• Requirement
Gather every line in the entries below that contains the word "white" and reproduce each such line in full.

• Given entries
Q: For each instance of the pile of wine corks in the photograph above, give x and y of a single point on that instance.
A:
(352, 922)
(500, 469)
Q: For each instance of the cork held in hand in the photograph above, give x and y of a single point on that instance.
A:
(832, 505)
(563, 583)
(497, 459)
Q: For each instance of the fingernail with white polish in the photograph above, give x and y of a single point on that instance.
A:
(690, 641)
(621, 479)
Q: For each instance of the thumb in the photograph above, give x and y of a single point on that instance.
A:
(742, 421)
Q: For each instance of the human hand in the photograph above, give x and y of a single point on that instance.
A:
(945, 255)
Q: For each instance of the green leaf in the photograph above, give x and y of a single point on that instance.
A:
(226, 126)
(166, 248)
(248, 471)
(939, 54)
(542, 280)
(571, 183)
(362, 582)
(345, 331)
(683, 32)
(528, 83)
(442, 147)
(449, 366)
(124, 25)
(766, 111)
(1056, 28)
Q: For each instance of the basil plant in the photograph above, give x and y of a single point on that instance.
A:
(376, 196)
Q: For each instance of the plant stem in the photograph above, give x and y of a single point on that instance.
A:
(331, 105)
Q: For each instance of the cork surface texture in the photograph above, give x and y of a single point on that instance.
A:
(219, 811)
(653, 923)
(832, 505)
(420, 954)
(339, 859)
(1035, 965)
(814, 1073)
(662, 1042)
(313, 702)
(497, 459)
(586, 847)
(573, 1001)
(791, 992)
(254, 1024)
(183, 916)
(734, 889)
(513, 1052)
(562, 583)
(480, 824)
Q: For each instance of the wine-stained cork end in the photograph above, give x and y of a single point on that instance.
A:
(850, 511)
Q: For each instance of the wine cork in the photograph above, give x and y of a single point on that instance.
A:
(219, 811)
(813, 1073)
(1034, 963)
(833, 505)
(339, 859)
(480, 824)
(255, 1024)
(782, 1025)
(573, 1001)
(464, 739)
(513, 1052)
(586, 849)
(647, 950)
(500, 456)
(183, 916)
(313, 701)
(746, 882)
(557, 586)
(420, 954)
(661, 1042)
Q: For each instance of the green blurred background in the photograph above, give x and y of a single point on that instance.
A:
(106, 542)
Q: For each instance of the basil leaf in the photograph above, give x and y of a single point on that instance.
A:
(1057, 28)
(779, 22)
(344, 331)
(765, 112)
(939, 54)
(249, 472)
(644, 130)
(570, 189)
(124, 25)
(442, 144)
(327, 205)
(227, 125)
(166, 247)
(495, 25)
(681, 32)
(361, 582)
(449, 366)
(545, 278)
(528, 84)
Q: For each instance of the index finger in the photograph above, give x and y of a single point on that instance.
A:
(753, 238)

---

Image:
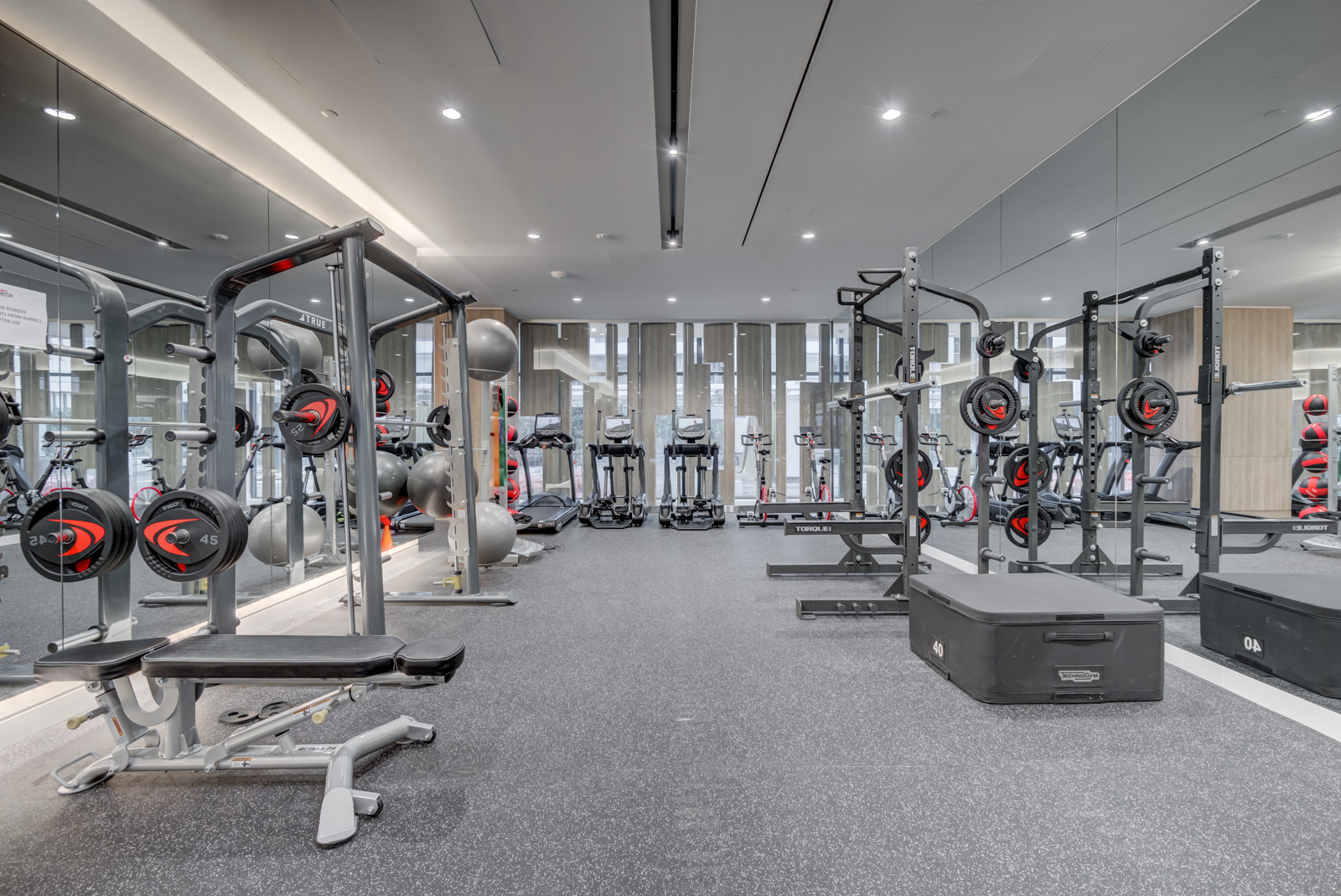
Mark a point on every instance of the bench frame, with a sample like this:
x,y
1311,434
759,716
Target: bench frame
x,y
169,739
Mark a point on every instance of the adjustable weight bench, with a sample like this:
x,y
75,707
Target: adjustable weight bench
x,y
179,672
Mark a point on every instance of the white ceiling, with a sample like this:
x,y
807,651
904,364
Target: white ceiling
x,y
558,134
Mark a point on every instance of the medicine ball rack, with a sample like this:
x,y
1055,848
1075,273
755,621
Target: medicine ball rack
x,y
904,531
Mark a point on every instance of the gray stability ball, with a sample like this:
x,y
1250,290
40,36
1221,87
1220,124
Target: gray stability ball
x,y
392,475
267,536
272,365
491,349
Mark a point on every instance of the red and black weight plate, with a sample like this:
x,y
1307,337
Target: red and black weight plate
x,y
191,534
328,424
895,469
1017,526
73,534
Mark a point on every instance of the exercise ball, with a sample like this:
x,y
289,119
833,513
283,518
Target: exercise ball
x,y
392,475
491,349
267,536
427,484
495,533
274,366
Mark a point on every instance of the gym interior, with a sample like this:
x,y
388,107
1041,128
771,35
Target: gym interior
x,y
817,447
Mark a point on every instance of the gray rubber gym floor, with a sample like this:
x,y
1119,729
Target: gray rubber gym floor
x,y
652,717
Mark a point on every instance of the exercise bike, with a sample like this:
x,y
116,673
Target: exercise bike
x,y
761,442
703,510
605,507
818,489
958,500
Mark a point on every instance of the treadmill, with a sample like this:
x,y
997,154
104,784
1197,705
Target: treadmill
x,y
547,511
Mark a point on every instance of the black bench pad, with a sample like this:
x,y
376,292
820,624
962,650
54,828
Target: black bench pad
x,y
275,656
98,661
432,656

• Response to the task
Q: For each instance of the fingernail with white polish in the photograph above, give x and y of a single point on that instance.
Mark a point on every instance of the white ceiling, with a sample like this:
Target: white ceiling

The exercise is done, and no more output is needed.